EXTRACTED TEXT:
▼▼▼

So maybe we better figure out how we can express the distance between the two gutters.
Let's just repeat our drawing.
We've got some minuses here, got pluses out here, and we've got gutters that are going down here.
And now, we've got a vector here to a minus, and we've got a vector here to a plus.
So we'll call that x plus and this x minus.
So what's the width of the street?
I don't know, yet.
But what we can do is we can take the difference of those two vectors, and that will be a vector that looks like this, right?
So that's x plus minus x minus.
So now, if I only had a unit normal that's normal to the median line of the street, if it's a unit normal, then I could just take the dot product or that unit normal and this difference vector, and that would be the width of the street, right?
So in other words, if I had a unit vector in that direction, then I could just dot the two together, and that would be the width of the street.
So let me write that down before I forget.
So the width is equal to x plus minus x minus.
That's the difference vector.
And now, I've got to multiple it by unit vector.
But wait a minute.
I said that that w is a normal, right?
The w is a normal.
So what I can do is I can multiply this times w, and then, we'll divide by the magnitude of w, and that will make it a unit vector.
So that dot product, not a product, that dot product is, in fact, a scalar, and it's the width of the street.
It doesn't do as much good, because it doesn't look like we get much out of it.
Oh, but I don't know.
Let's see, what can we get out of it?
Oh gee, we've got this equation over here, this equation that constrains the samples that lie in the gutter.
So if we have a positive sample, for example, then this is plus 1, and we have this equation.
So it says that x plus times w is equal to, oh, 1 minus b.
See, I'm just taking this part here, this vector here, and I'm dotting it with x plus.
So that's this piece right here.
y is 1 for this kind of sample.

▲▲▲

REQUIREMENTS:
• a. Translate this sentence from the lecture on street width into Spanish: "So we'll call that x plus and this x minus."
• b. In the lecture on street width above, copy the passage running from "And now, I've" to "with x plus.".

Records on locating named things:

▼▼▼

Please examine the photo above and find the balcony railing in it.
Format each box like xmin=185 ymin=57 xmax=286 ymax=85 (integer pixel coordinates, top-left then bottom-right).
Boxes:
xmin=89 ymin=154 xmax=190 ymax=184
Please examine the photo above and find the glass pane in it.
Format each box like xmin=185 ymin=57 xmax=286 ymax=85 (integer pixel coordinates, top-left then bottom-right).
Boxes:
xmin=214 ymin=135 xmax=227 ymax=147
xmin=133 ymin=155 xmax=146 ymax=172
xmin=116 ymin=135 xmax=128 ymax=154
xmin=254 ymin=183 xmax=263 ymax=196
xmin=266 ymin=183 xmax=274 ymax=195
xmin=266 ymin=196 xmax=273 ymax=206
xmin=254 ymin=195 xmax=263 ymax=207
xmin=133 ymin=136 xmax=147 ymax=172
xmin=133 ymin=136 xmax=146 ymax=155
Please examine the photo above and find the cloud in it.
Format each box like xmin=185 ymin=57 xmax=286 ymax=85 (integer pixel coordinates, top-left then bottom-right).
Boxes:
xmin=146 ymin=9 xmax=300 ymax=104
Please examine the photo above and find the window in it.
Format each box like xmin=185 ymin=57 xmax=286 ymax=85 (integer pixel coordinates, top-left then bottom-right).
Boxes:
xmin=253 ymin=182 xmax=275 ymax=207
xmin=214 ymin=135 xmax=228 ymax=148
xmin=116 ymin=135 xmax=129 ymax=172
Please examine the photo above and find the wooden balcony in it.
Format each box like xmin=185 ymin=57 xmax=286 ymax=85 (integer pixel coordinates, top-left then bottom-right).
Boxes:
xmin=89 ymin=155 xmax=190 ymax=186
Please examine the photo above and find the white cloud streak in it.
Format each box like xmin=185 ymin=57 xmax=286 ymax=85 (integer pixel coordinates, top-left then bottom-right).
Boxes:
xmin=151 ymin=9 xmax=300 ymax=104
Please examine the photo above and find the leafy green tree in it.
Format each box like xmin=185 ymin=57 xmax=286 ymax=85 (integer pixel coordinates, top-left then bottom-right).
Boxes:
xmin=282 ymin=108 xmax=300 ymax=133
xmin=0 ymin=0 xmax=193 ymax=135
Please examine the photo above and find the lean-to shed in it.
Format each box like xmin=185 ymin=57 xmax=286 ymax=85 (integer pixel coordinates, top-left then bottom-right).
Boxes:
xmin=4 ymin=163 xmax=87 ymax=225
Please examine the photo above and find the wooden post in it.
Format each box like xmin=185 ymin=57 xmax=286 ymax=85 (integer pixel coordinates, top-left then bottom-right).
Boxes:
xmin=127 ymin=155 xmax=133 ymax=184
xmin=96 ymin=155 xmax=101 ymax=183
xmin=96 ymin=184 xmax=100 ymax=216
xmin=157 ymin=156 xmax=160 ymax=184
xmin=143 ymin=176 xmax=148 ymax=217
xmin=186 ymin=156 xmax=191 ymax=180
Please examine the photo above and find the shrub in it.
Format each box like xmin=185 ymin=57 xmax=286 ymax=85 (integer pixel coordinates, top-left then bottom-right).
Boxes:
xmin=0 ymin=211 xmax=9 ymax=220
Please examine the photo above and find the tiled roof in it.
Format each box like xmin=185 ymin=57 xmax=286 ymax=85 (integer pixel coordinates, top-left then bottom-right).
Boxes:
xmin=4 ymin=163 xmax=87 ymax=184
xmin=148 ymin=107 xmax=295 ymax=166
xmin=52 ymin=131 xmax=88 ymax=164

▲▲▲

EXPECTED RESPONSES:
• a. Así que a ese lo llamaremos x más y a este x menos.

• b.
And now, I've got to multiple it by unit vector.
But wait a minute.
I said that that w is a normal, right?
The w is a normal.
So what I can do is I can multiply this times w, and then, we'll divide by the magnitude of w, and that will make it a unit vector.
So that dot product, not a product, that dot product is, in fact, a scalar, and it's the width of the street.
It doesn't do as much good, because it doesn't look like we get much out of it.
Oh, but I don't know.
Let's see, what can we get out of it?
Oh gee, we've got this equation over here, this equation that constrains the samples that lie in the gutter.
So if we have a positive sample, for example, then this is plus 1, and we have this equation.
So it says that x plus times w is equal to, oh, 1 minus b.
See, I'm just taking this part here, this vector here, and I'm dotting it with x plus.